The task |
Your answer should be the records below, repeated exactly as they stand.

Exercise inputs Block Start

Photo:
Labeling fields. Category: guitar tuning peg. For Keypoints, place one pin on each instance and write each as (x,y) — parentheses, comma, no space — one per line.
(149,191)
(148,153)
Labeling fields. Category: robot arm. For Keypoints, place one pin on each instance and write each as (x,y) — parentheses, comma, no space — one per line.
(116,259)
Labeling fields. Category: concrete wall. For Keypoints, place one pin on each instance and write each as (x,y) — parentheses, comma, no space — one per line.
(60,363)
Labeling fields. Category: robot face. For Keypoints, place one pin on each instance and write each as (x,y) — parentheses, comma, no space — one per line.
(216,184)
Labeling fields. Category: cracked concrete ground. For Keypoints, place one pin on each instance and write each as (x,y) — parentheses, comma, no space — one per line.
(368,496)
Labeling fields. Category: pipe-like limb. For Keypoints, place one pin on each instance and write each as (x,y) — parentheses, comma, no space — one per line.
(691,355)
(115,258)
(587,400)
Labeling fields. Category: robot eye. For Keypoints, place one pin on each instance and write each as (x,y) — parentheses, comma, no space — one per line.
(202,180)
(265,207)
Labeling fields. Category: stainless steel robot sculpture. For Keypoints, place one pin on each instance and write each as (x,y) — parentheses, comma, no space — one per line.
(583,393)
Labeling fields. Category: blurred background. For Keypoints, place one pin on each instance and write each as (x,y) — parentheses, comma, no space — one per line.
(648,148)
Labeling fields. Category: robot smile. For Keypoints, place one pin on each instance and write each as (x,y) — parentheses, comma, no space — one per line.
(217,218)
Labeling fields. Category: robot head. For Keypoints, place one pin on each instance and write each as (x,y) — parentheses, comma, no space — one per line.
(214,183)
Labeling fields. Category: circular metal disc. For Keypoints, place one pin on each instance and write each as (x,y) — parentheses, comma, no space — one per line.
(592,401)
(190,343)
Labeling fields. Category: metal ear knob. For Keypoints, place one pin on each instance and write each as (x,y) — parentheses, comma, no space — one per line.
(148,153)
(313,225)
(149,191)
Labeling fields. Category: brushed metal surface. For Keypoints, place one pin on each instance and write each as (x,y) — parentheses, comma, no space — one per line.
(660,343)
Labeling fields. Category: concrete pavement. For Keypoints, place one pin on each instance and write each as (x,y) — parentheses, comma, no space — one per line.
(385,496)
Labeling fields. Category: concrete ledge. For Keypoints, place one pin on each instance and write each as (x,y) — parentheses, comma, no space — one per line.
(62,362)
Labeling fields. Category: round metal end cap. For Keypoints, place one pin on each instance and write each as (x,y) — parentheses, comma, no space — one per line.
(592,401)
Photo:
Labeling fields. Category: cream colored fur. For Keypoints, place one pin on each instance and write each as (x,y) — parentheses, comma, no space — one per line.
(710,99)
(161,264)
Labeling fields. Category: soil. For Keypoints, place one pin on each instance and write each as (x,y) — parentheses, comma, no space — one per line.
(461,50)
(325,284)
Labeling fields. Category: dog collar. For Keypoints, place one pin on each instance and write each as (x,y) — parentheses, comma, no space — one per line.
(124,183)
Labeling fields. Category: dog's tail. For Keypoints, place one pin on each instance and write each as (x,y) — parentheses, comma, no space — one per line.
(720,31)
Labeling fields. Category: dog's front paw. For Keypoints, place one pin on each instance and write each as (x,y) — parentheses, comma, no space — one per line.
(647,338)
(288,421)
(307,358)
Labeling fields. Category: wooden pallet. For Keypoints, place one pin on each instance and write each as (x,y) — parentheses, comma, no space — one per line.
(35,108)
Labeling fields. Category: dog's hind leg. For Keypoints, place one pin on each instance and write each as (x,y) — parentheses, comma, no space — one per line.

Exercise inputs Block End

Solution for this task |
Photo:
Labeling fields. Category: guitar tuning peg. For Keypoints, place one pin on each instance and write each as (x,y) — parentheses, comma, no space — one per line.
(149,191)
(148,153)
Labeling fields. Category: robot arm. For Keypoints, place one pin on each instance and write each as (x,y) — parentheses, comma, no space — one per line.
(116,259)
Labeling fields. Category: concrete wall. For Keypoints, place one pin on each instance and write each as (x,y) — parentheses, comma, no space — one per line.
(60,363)
Labeling fields. Category: robot face. For Keypoints, place one pin on each instance and write each as (x,y) — parentheses, comma, no space — one per line.
(216,184)
Labeling fields. Category: cracked concrete ground. For Keypoints, place one pin on each instance and write each as (x,y) — parentheses, comma, no space — one per line.
(368,496)
Labeling fields. Category: pipe-like limb. For Keypoints, place one pin on each instance and write each as (x,y) — parentheses, comma, no space — one per line.
(691,355)
(115,258)
(587,400)
Labeling fields. Category: robot eye. For Keypoints, place one pin on each instance and write each as (x,y) — parentheses, comma, no space — one per line.
(202,180)
(265,207)
Labeling fields. Category: stainless steel robot sculpture. For Keypoints, place one pin on each instance and write each as (x,y) — parentheses, comma, no space — one per line.
(583,393)
Labeling fields. Category: blurred background. For Keypoints, place one pin on each instance and write each as (x,y) — parentheses, comma, no space — one per line.
(648,148)
Labeling fields. Category: robot smile. For Keypoints, place one pin on each instance and write each as (x,y) — parentheses, comma, no space — one per line.
(217,218)
Labeling fields. Category: robot head. For Keypoints, place one pin on each instance and write each as (x,y) — parentheses, comma, no space — one per line.
(214,183)
Labeling fields. Category: circular metal disc. For Keypoints, place one pin on each instance and write each as (x,y) — parentheses, comma, no space — one per line.
(592,401)
(190,343)
Labeling fields. Category: metal ear knob. For Keypoints, place one pin on each instance and write each as (x,y) — parentheses, comma, no space — one per line.
(148,153)
(313,225)
(149,191)
Labeling fields. Category: brushed metal surface. For Keypoints, place one pin on each instance and write each as (x,y) — parentheses, comma, no space — one per line.
(660,343)
Labeling fields. Category: concrete pavement. For Keypoints, place one pin on each instance and write each as (x,y) — parentheses, comma, no space — one per line.
(385,496)
Labeling fields. Category: concrete ledge. For Keypoints, place one pin on each instance and write each as (x,y) — parentheses, comma, no space — one per line.
(62,362)
Labeling fields. Category: round metal end cap. For Keypoints, place one pin on each instance and write each as (x,y) — parentheses, comma, no space — one per line.
(592,401)
Photo:
Labeling fields. Category: cream colored fur. For Keypoints, place one pin on each instance and write each as (x,y) — parentheses, comma, no space — one per line.
(710,99)
(161,264)
Labeling fields. Category: soil. For Keypoints, place one pin on each instance and write each as (x,y) — parentheses, comma, no space — one per line.
(461,50)
(325,284)
Labeling fields. Category: dog collar. For Keypoints, place one pin on each instance and write each as (x,y) — parentheses, comma, no space — one per line.
(124,183)
Labeling fields. Category: dog's tail. For Keypoints, place one pin on each instance and write each as (x,y) — parentheses, comma, no space — one per line.
(720,31)
Labeling fields. Category: dog's front paw. For Keypoints, place one pin on each instance and write each as (x,y) — parentheses, comma, no space — one per line.
(647,338)
(288,421)
(307,358)
Labeling fields. Category: wooden pallet. For Keypoints, place one pin on each instance and write each as (x,y) — parentheses, comma, no space — one per line.
(35,108)
Labeling fields. Category: dog's hind leg. For Keypoints, place one pin on each instance and write each as (x,y) — parentheses, comma, no space — one per line.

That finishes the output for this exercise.